▶ _Task description_
Return every line in the records below that contains the word "white".

▶ _Supplied information_

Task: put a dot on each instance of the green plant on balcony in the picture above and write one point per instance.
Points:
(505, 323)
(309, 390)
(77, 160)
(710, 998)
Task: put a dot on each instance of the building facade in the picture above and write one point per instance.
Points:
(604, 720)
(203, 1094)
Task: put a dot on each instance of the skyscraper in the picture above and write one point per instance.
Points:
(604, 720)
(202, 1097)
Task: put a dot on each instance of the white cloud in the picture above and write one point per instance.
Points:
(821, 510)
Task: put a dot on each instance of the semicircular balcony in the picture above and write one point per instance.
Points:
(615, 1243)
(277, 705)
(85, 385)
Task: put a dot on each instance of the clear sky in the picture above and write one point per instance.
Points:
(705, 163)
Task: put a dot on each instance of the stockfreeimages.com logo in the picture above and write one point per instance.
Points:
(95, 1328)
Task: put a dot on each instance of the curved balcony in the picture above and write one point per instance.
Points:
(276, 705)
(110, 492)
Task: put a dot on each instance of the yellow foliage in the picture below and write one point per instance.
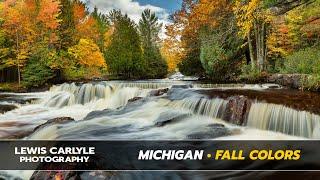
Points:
(248, 14)
(87, 53)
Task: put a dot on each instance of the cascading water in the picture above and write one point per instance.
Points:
(283, 119)
(110, 110)
(175, 110)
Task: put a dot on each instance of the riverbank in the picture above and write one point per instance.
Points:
(302, 82)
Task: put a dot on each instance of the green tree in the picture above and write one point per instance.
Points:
(124, 53)
(149, 29)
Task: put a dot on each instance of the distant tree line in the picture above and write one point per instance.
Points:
(59, 40)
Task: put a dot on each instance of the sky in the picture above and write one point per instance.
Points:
(134, 8)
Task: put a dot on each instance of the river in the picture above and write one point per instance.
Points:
(162, 110)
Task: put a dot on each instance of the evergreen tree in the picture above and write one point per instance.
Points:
(149, 29)
(124, 54)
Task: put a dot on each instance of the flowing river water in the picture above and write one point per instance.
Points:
(162, 110)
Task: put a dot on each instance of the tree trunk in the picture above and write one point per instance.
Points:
(251, 52)
(260, 44)
(18, 60)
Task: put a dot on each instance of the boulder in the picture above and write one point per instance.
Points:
(181, 86)
(60, 120)
(288, 80)
(134, 99)
(169, 117)
(158, 92)
(6, 107)
(213, 131)
(237, 109)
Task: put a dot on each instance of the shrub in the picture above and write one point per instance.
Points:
(251, 75)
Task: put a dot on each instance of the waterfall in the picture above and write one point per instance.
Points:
(201, 106)
(283, 119)
(113, 95)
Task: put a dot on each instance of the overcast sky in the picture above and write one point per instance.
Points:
(134, 8)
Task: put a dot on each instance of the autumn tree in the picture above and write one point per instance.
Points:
(187, 30)
(28, 22)
(171, 49)
(87, 57)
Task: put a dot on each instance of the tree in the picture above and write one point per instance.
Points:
(26, 22)
(149, 29)
(87, 53)
(37, 71)
(103, 28)
(124, 53)
(186, 28)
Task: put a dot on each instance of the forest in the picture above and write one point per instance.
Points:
(60, 40)
(54, 41)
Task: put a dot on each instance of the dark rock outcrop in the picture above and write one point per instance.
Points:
(182, 86)
(134, 99)
(288, 80)
(169, 117)
(6, 107)
(237, 109)
(158, 92)
(213, 131)
(60, 120)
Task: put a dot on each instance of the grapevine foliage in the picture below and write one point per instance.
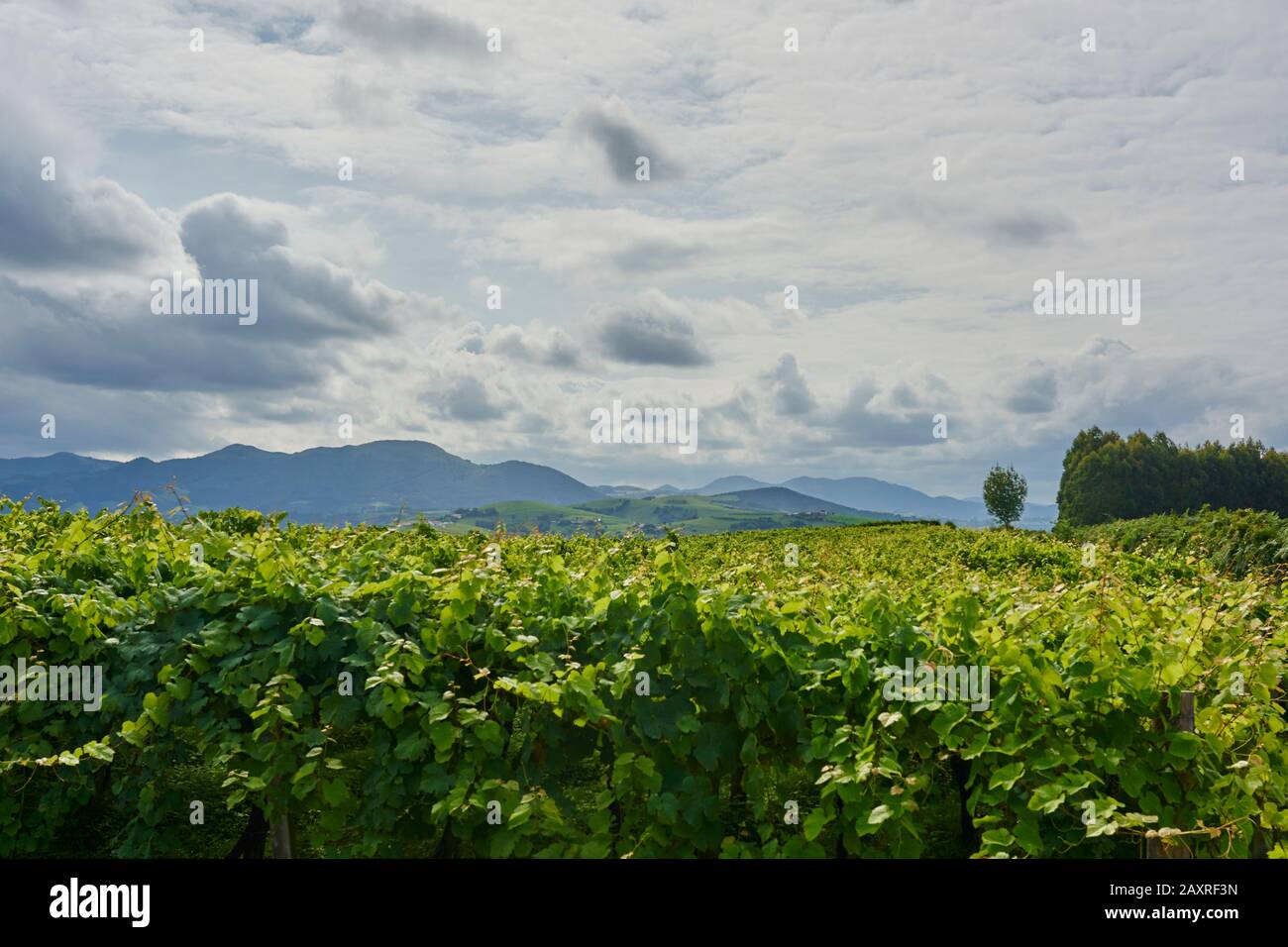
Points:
(635, 697)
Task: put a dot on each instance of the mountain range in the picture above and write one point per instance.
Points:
(382, 479)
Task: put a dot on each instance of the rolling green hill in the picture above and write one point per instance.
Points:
(653, 515)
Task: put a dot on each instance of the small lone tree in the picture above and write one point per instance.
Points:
(1004, 493)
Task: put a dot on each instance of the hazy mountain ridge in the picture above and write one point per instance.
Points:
(380, 479)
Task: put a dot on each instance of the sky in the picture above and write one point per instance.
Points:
(493, 268)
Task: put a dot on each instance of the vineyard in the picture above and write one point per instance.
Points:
(403, 692)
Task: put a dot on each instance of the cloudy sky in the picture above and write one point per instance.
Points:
(768, 169)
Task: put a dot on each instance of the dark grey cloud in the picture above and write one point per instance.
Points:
(1028, 228)
(467, 398)
(112, 339)
(896, 416)
(119, 344)
(623, 144)
(648, 333)
(789, 389)
(557, 350)
(395, 26)
(68, 223)
(301, 299)
(1033, 393)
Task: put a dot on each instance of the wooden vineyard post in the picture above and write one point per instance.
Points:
(283, 839)
(1181, 722)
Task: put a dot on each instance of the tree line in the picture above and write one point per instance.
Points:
(1109, 476)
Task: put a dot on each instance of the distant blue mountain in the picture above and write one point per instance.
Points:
(380, 480)
(369, 482)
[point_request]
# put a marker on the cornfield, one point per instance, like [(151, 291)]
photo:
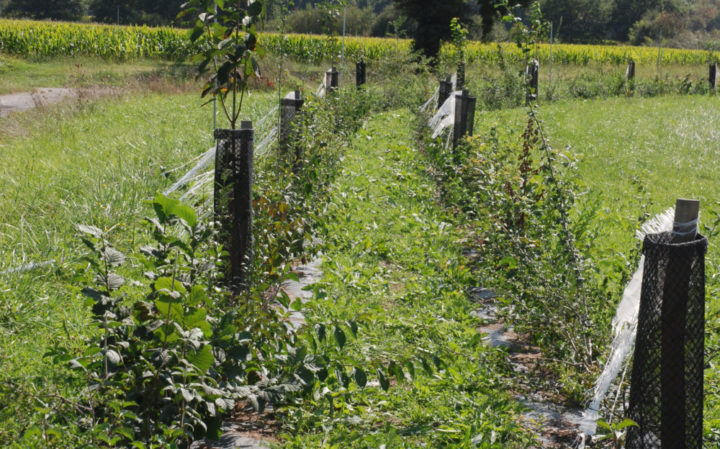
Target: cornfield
[(50, 39)]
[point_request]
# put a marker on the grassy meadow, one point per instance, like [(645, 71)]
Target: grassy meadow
[(633, 158), (393, 246)]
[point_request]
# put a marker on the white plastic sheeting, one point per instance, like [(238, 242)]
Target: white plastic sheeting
[(188, 177), (445, 115), (624, 328)]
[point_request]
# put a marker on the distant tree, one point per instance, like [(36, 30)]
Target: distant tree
[(432, 19), (490, 10), (45, 9), (579, 20), (627, 12)]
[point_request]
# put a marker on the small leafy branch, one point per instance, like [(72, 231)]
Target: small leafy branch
[(458, 35), (228, 53)]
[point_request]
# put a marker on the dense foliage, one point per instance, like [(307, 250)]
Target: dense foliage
[(45, 39)]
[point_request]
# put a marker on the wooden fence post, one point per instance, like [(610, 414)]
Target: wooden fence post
[(532, 75), (630, 71), (713, 77), (666, 394), (460, 77), (444, 91), (289, 108), (233, 202), (464, 116), (360, 73), (331, 80)]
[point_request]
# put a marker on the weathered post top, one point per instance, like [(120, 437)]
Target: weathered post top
[(444, 91), (464, 116), (687, 213), (331, 79), (292, 99)]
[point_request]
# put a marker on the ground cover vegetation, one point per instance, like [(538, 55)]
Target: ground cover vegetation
[(136, 305), (629, 134)]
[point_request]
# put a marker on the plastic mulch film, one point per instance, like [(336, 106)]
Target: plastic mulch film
[(666, 391)]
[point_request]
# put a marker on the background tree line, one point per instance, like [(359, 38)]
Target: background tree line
[(679, 23)]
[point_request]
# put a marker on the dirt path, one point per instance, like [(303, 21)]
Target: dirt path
[(43, 97)]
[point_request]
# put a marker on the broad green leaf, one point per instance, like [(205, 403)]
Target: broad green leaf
[(384, 383), (166, 283), (202, 359), (90, 230), (627, 422), (395, 370), (360, 377)]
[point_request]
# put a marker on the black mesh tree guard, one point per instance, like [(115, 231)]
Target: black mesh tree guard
[(666, 391)]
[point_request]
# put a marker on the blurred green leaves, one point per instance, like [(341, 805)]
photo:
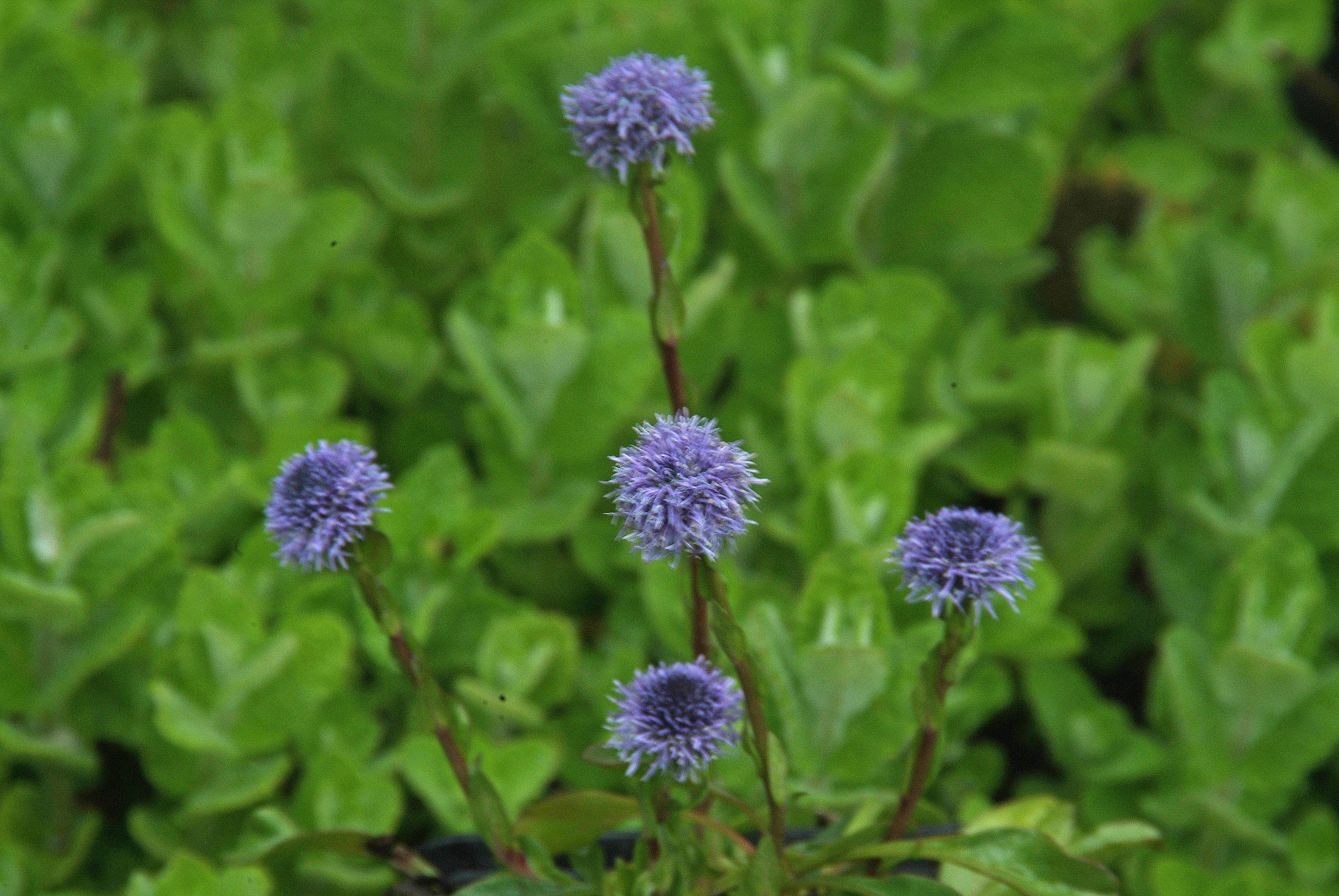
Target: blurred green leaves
[(1066, 260)]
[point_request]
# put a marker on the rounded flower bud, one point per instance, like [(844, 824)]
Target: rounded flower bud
[(636, 108), (965, 556), (675, 718), (322, 500), (681, 489)]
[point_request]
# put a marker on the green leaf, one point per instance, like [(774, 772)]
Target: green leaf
[(520, 769), (184, 724), (891, 886), (1247, 48), (754, 210), (844, 601), (532, 655), (1271, 601), (339, 792), (1199, 724), (1299, 741), (1016, 62), (1026, 860), (1314, 846), (764, 876), (22, 596), (238, 787), (187, 875), (490, 817), (839, 681), (509, 884), (1090, 737), (1115, 839), (61, 748), (965, 197), (572, 820)]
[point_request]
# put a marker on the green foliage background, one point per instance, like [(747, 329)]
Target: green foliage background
[(275, 221)]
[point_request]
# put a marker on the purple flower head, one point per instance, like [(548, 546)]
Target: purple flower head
[(682, 489), (965, 555), (634, 109), (675, 718), (321, 501)]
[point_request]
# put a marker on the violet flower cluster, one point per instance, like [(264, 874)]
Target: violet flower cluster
[(965, 556), (635, 109), (675, 718), (322, 501), (681, 489)]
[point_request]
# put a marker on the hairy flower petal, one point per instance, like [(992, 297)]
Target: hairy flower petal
[(636, 108), (322, 500), (681, 489), (965, 556), (675, 718)]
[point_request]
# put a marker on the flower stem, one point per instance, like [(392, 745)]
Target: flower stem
[(938, 675), (731, 639), (666, 311), (701, 621), (666, 326), (389, 621)]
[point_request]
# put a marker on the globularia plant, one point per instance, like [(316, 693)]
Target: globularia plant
[(681, 492)]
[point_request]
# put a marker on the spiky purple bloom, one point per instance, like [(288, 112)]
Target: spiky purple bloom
[(675, 718), (636, 108), (681, 489), (322, 500), (966, 556)]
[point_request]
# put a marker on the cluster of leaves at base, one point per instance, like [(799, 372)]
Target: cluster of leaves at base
[(228, 230)]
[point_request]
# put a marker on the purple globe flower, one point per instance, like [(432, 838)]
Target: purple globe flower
[(675, 718), (681, 489), (636, 108), (966, 556), (321, 501)]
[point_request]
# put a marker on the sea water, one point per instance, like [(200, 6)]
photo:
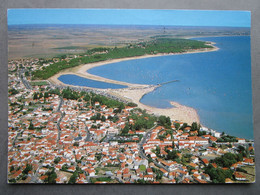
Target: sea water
[(76, 80), (217, 84)]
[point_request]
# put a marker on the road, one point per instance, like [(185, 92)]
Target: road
[(25, 82), (141, 150), (58, 122)]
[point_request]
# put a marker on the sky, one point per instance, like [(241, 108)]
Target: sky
[(130, 17)]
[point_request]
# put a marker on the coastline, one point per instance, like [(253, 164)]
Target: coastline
[(135, 92)]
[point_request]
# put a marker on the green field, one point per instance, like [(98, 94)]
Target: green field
[(156, 46), (39, 83)]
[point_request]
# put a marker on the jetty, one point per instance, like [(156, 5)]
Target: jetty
[(164, 83)]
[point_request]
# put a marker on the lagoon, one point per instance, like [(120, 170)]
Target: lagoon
[(217, 84), (72, 79)]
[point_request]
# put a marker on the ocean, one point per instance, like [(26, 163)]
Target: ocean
[(217, 84), (72, 79)]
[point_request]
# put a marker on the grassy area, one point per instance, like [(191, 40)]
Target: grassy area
[(160, 45), (39, 83), (250, 175), (102, 171), (70, 47), (142, 168), (102, 179)]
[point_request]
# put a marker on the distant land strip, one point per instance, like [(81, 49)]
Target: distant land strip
[(157, 46)]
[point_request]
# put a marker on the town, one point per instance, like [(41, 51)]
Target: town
[(78, 135)]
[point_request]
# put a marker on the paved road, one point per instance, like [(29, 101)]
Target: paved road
[(141, 151), (62, 115), (25, 82)]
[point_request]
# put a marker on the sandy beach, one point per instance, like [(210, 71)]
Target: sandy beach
[(135, 92)]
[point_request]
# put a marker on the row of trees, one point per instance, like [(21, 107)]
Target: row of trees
[(161, 45)]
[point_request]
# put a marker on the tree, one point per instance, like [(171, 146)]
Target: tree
[(103, 118), (177, 126), (214, 145), (125, 129), (195, 126), (57, 160), (27, 169), (31, 126), (73, 178)]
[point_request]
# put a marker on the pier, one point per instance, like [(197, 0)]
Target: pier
[(164, 83)]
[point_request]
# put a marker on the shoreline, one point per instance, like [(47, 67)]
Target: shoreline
[(135, 92)]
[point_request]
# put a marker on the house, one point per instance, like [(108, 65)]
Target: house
[(239, 176)]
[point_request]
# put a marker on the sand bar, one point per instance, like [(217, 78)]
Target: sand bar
[(135, 92)]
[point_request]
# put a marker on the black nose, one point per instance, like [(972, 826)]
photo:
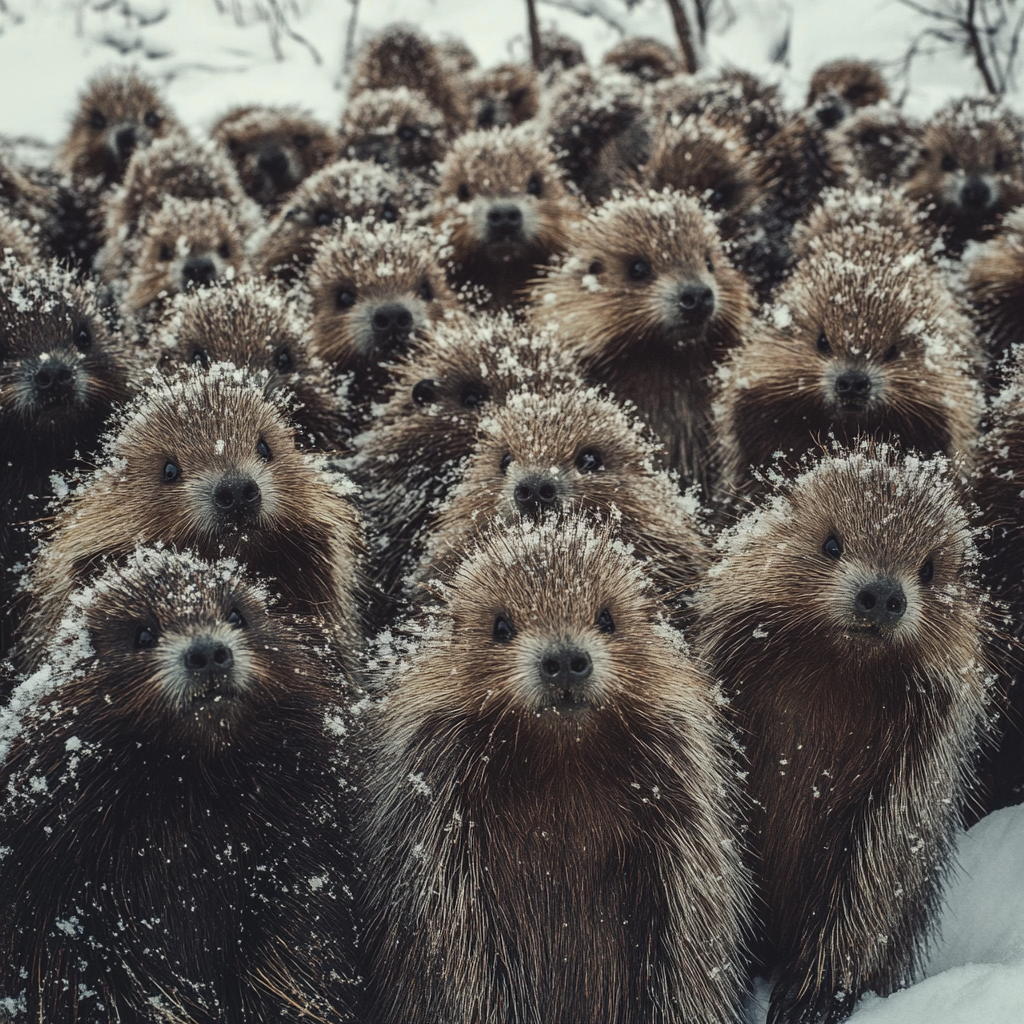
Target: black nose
[(537, 494), (208, 656), (53, 380), (125, 140), (976, 194), (199, 270), (696, 301), (853, 384), (237, 495), (273, 162), (881, 601)]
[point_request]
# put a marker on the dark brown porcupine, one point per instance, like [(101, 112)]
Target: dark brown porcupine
[(396, 128), (401, 56), (273, 148), (375, 289), (176, 832), (347, 189), (551, 813), (206, 462), (504, 209), (643, 58), (864, 338), (253, 326), (846, 626), (62, 373), (970, 169), (508, 94), (410, 459), (572, 449), (647, 302)]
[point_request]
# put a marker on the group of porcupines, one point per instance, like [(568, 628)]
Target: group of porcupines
[(547, 551)]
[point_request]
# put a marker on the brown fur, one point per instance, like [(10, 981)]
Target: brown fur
[(860, 732), (550, 854), (488, 174), (273, 148), (117, 102), (646, 59), (375, 288), (632, 334), (210, 426), (507, 94), (401, 56), (591, 455), (192, 825), (347, 189), (861, 300), (411, 458), (970, 170), (254, 327), (396, 128)]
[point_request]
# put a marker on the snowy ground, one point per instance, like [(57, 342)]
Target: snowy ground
[(210, 55)]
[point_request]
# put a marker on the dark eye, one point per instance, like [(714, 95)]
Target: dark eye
[(144, 637), (639, 269), (504, 630), (473, 396), (424, 392)]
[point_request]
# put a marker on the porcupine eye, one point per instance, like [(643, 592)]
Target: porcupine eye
[(504, 630)]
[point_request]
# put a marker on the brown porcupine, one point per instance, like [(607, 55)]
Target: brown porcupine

▶ _Exercise solution_
Task: put a dot on each instance of the white cloud in the picture above and write one point per instance.
# put a marker on the white plastic sheeting, one point per instance, like [(238, 242)]
Target: white plastic sheeting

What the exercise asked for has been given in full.